*Assignment:* Search the entries below for "teeth", and copy each line where it appears.

*Entries provided:*
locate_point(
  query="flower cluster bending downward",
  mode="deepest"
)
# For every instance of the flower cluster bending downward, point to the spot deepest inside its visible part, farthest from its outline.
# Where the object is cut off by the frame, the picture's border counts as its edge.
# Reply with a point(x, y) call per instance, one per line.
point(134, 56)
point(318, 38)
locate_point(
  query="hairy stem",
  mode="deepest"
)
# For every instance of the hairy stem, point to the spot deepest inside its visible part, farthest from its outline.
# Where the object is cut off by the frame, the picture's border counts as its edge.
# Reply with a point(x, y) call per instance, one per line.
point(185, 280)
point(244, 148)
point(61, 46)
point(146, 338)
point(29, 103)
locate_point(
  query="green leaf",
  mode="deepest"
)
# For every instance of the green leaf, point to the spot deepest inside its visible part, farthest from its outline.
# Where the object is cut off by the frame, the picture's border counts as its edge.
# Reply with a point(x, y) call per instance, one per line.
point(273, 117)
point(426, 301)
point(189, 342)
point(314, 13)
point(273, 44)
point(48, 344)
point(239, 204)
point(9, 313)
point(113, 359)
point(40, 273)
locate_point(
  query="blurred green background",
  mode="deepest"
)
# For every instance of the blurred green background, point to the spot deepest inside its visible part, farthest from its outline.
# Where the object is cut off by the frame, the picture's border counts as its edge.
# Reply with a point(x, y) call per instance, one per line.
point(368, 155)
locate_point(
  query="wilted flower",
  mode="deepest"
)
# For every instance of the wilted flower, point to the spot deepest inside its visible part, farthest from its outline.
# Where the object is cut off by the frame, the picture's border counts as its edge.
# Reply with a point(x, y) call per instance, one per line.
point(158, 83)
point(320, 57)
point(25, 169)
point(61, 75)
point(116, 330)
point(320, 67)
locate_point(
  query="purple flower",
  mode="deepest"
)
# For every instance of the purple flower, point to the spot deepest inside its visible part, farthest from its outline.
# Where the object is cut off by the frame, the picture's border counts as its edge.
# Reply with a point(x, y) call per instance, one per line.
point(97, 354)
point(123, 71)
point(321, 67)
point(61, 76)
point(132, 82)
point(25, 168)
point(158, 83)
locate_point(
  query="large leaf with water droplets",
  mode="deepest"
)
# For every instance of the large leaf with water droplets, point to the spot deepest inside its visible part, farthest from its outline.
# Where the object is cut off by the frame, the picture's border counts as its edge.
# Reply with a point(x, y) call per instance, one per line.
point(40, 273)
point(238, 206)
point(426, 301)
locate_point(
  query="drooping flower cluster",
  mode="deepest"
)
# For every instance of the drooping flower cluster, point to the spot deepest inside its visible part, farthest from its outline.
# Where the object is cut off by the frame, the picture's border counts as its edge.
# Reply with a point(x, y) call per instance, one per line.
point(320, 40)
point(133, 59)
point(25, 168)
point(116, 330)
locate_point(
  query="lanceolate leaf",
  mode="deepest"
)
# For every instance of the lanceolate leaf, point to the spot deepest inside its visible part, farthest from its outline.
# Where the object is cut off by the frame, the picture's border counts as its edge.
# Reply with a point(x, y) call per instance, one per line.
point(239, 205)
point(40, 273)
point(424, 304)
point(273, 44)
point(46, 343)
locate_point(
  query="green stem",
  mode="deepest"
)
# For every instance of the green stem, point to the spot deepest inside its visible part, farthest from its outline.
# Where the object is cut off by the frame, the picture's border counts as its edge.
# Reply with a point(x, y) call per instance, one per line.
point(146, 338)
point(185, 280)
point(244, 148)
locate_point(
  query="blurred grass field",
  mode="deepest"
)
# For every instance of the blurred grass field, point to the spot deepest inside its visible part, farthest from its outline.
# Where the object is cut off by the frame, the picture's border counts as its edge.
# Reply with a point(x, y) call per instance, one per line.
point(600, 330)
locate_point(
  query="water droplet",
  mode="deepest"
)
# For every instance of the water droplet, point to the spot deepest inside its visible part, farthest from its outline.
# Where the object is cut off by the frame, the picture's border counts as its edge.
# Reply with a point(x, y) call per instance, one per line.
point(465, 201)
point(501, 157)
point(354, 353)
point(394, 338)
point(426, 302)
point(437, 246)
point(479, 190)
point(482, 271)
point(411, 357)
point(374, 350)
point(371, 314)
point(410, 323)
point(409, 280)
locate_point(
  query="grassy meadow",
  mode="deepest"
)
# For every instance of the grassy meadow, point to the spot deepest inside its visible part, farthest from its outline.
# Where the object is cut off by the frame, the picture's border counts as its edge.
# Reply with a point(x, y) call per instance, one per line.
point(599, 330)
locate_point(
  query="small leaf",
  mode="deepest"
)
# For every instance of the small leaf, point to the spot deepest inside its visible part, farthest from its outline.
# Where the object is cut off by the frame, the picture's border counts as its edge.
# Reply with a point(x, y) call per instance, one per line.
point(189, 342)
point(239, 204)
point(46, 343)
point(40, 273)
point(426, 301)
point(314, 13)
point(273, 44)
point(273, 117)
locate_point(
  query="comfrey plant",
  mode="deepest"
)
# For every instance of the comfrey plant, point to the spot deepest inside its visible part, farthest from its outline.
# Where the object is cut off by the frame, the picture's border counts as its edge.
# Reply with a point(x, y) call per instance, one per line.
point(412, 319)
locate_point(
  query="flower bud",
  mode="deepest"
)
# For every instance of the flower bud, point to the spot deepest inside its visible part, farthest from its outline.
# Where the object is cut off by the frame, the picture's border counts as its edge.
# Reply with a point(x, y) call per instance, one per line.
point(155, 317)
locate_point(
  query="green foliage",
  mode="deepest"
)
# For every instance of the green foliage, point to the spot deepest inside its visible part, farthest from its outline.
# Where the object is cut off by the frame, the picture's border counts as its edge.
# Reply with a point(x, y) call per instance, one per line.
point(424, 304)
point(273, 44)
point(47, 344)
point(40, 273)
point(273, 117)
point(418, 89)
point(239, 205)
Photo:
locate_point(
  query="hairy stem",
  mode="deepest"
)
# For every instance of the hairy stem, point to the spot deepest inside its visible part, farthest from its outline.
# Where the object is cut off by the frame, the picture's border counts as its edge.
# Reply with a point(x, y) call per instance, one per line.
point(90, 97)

==

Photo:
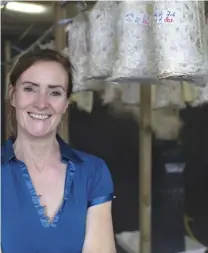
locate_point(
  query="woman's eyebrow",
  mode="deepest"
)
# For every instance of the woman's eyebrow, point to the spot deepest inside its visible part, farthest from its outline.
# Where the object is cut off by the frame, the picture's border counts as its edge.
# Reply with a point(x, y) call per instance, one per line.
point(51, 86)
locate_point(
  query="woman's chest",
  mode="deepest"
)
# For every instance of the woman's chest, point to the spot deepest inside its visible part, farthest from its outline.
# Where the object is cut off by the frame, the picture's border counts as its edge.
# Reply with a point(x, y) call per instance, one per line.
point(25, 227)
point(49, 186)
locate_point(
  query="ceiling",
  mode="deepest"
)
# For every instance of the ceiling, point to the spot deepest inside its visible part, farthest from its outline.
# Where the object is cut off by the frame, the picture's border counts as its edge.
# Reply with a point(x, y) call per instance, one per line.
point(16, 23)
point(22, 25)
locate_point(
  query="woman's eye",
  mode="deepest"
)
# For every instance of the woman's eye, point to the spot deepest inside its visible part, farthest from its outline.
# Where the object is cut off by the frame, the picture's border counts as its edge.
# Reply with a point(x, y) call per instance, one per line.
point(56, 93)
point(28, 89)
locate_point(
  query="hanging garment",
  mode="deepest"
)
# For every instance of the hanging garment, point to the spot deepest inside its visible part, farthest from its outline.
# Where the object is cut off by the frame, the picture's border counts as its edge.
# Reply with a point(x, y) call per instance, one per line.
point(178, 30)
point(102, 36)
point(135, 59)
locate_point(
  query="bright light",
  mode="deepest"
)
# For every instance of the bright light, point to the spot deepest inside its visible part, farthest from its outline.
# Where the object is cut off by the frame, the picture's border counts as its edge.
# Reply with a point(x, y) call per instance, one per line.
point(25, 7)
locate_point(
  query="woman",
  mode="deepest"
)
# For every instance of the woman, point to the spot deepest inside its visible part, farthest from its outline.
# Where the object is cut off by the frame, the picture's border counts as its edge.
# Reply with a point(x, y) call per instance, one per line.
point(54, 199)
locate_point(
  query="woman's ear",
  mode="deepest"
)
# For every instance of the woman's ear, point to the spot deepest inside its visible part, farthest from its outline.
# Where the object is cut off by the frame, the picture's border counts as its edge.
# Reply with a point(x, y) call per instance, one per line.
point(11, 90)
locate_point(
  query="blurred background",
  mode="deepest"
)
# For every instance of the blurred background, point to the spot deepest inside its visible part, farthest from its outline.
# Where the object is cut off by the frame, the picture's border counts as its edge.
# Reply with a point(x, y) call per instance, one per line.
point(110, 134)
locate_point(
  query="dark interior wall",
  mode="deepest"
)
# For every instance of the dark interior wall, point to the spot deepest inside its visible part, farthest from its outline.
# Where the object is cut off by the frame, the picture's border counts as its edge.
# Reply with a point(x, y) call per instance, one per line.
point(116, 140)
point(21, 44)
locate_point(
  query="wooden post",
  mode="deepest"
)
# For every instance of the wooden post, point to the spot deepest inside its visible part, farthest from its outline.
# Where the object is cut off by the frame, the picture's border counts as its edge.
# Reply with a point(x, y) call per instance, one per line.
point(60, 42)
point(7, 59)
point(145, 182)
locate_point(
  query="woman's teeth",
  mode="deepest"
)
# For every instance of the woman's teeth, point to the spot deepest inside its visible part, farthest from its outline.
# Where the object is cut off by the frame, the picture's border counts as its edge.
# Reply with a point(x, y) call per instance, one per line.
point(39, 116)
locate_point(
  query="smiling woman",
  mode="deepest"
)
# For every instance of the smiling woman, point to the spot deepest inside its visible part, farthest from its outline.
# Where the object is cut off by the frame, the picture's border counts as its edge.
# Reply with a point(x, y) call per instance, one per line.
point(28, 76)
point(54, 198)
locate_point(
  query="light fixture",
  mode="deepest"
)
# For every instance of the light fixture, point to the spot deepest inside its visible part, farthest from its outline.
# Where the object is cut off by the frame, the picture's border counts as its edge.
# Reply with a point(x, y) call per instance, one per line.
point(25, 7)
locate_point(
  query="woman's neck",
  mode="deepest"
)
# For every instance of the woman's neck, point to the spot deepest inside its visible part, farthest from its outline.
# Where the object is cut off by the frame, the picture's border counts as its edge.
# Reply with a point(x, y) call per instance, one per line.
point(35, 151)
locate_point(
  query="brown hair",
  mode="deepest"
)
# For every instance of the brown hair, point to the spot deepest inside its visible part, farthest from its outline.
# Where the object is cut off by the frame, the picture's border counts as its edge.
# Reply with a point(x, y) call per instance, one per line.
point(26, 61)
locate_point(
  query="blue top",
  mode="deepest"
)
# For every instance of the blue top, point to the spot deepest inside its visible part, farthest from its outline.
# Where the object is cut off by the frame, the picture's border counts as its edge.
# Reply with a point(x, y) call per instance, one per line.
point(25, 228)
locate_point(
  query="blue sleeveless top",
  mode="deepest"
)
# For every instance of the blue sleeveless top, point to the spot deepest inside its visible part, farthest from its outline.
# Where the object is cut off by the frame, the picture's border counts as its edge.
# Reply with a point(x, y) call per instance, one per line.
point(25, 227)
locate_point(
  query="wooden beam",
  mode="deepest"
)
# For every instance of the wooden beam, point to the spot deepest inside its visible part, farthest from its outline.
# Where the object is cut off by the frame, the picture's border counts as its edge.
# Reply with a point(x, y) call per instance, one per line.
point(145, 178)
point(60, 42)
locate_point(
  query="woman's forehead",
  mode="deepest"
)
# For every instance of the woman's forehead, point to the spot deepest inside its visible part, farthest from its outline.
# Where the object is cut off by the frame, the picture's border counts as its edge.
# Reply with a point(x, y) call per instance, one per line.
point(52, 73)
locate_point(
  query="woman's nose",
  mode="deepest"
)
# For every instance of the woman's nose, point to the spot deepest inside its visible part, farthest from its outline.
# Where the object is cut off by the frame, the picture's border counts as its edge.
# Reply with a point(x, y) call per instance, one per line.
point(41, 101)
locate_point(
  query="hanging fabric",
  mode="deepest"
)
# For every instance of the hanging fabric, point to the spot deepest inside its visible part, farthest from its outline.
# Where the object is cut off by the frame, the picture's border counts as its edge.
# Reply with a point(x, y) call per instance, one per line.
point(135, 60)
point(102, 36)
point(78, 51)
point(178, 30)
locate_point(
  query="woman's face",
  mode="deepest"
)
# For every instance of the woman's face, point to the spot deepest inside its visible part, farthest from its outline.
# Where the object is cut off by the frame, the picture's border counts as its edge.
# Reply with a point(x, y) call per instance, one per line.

---

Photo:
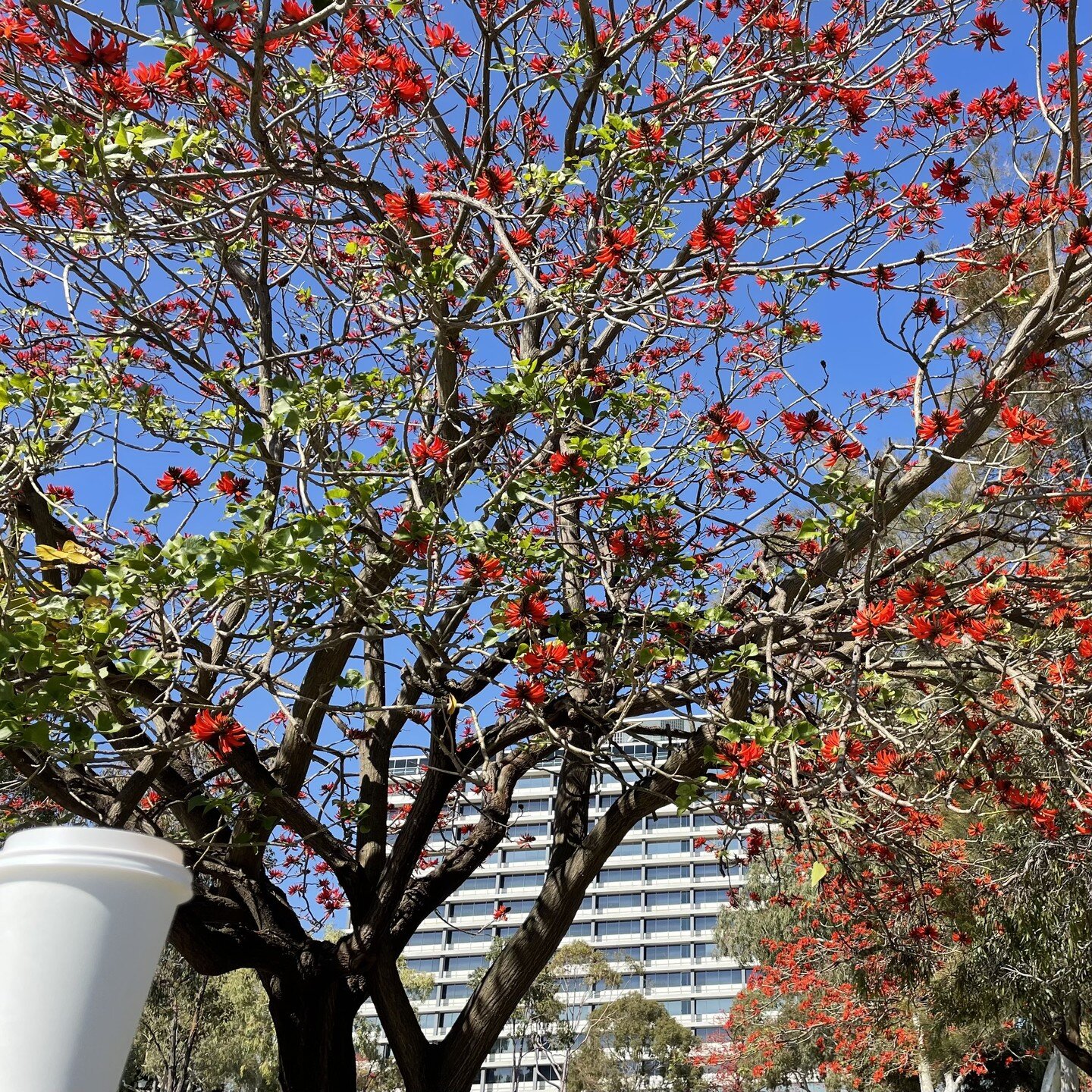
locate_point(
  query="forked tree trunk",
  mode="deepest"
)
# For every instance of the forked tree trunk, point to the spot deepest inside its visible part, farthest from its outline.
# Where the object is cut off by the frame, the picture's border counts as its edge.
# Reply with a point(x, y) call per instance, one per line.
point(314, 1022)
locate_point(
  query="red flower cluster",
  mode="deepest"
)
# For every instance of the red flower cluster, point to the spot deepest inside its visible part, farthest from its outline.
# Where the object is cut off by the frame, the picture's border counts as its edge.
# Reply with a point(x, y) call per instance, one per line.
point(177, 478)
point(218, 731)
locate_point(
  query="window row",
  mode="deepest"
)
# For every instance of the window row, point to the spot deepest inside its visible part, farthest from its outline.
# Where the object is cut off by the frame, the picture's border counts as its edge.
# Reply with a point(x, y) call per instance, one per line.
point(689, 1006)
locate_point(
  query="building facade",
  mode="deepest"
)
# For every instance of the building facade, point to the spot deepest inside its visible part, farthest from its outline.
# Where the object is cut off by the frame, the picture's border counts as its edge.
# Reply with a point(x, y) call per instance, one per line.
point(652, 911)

*Written solution:*
  query="woman's teeth",
# For every instance of the woman's teeth, point to the spot deepest inside its visible part, farthest from its outline.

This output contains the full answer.